TRY IT:
Reproduce every line of the material below exactly. No pictures belong in the copy.

EXTRACTED MATERIAL:
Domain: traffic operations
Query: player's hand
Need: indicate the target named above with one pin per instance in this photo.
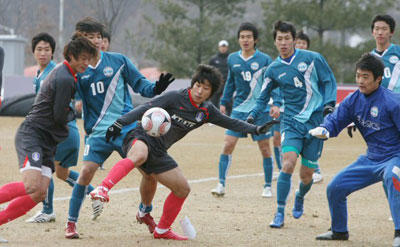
(113, 131)
(350, 129)
(264, 128)
(319, 132)
(275, 111)
(163, 82)
(250, 119)
(328, 110)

EXERCISE RESPONSE:
Domain: traffic operations
Query: player's hand
Need: indicate the target named above with one pin per instance in this photo.
(113, 131)
(350, 129)
(264, 128)
(319, 132)
(275, 111)
(163, 82)
(250, 119)
(328, 110)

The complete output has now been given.